==== KUTIPAN DOKUMEN

Diplomasi Hati

Rabu, 28 Januari 2015 - 11:22 WIB
Diplomasi Hati
Diplomasi Hati
A A A
Saifuddin Aswari Rivai
Bupati Laha
t

Hati. Jika ditelaah secara global, bagian tubuh manusia ini memiliki tugas dan makna penting.

Meski posisinya “sedikit kalah” dari jantung, hati justru lebih banyak memainkan peran di luar tubuh manusia. Jika ingin mengulas habis mengenai fungsi organ tubuh ini, kita bisa mendapatkan informasinya dari berbagai sumber, mulai dari buku, internet, atau gadget . Barangbarang itu tidaklah untuk sulit didapat.

Namun, terlepas dari ilmu kesehatan tersebut, hati juga bisa dilakukan sebagai media diplomasi. Bagi sebagian orang, mungkin hal ini hanya sekadar bahasa klise ataupun teori pencitraan. Tapi sama sekali tidak bagi saya, dan kabupaten kecil di Provinsi Sumatera Selatan yang bernama Lahat. Diplomasi hati ini yang membantu saya menjalankan proses pembangunan sehari-hari.

========
==== BAGIAN DATA

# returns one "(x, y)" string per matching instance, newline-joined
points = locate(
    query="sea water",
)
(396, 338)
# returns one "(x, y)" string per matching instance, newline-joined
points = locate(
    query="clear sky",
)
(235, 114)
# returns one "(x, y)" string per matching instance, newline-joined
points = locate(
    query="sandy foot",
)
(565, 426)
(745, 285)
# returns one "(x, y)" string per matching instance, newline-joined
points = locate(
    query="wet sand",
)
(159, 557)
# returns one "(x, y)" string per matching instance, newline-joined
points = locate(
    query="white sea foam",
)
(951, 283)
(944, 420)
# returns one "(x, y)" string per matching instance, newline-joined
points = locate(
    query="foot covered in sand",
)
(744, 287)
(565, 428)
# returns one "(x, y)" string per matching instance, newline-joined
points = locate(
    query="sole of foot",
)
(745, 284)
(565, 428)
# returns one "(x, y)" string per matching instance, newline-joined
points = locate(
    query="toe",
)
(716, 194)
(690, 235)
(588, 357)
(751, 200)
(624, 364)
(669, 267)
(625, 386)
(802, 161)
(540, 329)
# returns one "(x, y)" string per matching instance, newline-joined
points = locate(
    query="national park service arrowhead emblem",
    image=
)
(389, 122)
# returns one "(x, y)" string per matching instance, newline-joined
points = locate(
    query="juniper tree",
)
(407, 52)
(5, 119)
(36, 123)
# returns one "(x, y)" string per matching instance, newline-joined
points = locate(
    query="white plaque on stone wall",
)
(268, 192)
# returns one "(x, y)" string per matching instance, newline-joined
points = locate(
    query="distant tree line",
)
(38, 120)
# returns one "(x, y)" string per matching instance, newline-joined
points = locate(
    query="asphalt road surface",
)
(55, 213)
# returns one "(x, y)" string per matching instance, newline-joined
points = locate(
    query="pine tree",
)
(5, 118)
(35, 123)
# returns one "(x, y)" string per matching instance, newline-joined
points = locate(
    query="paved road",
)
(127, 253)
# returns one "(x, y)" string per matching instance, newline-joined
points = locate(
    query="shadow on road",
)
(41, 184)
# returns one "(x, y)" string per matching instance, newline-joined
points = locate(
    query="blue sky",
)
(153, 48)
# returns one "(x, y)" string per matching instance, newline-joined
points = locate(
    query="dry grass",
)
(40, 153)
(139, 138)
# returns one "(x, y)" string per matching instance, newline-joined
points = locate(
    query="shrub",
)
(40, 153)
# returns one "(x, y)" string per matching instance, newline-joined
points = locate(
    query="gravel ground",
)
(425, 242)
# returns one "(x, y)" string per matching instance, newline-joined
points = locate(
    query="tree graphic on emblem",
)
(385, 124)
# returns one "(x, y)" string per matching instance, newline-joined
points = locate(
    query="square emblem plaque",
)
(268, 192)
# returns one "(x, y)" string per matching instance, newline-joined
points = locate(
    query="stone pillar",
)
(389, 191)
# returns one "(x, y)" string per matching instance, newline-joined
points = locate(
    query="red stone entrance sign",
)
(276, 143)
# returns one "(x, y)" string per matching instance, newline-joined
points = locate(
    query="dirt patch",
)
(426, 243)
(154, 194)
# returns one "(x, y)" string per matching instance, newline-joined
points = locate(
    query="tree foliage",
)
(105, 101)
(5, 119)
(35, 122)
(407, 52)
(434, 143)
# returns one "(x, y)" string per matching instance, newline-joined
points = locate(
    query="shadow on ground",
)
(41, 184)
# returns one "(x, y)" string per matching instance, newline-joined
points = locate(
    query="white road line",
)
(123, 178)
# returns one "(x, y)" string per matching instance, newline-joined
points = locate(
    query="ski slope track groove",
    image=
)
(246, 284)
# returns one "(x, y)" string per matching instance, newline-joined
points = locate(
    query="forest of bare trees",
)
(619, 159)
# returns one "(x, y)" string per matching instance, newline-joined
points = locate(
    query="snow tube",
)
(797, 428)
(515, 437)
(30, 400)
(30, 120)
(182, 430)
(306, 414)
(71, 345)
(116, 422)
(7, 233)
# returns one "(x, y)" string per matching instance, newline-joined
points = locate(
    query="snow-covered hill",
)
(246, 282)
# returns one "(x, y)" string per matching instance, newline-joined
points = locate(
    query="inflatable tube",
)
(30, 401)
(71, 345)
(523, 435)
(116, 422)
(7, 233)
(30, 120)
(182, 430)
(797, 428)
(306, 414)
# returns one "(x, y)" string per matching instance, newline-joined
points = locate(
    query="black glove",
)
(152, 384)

========

▶ [PETUNJUK] Teruskan artikel tentang diplomasi hati, dimulai tepat setelah kalimat terakhirnya. Entri-entri ini diambil dari sumber yang berbeda.

▶ [JAWABAN TERTULIS]
Diplomasi hati ini pula yang sedikit banyak membantu saya memenangkan pesta demokrasi pemilihan bupati/ wakil bupati Lahat selama dua periode. Banyak hal yang tidak bisa saya ceritakan terkait diplomasi hati di sini. Namun, saya punya sedikit cerita yang sampai saat ini sangat berguna bagi saya dan keluarga. Diplomasi hati ini saya terapkan kepada masyarakat binaan yang “kebetulan” menginap di Lembaga Pemasyarakatan (Lapas) Kelas II/A Lahat.

Dan, banyak hal yang bisa kita dapat dari mereka yang harus mengalami pemulihan jiwa di sana. Saya, selaku pemimpin, wajib merangkul mereka agar tidak merasa dipandang sebelah mata. Supaya mereka tetap dianggap ada, dan bisa kembali ke tengah-tengah kita. Mungkin kalau ada kesempatan berkunjung ke sana, Anda bisa tanyakan sendiri bagaimana respons mereka dalam setiap kunjungan Anda ke lapas.

Mereka merasa diperhatikan dengan kehadiran kita. Jika dipikir-pikir, itu sesuatu yang kecil, tapi ternyata sangat besar manfaatnya. Anda bisa belikan mereka durian. Anda bisa ajak seluruh penghuni lapas makan bersama dan sebagainya.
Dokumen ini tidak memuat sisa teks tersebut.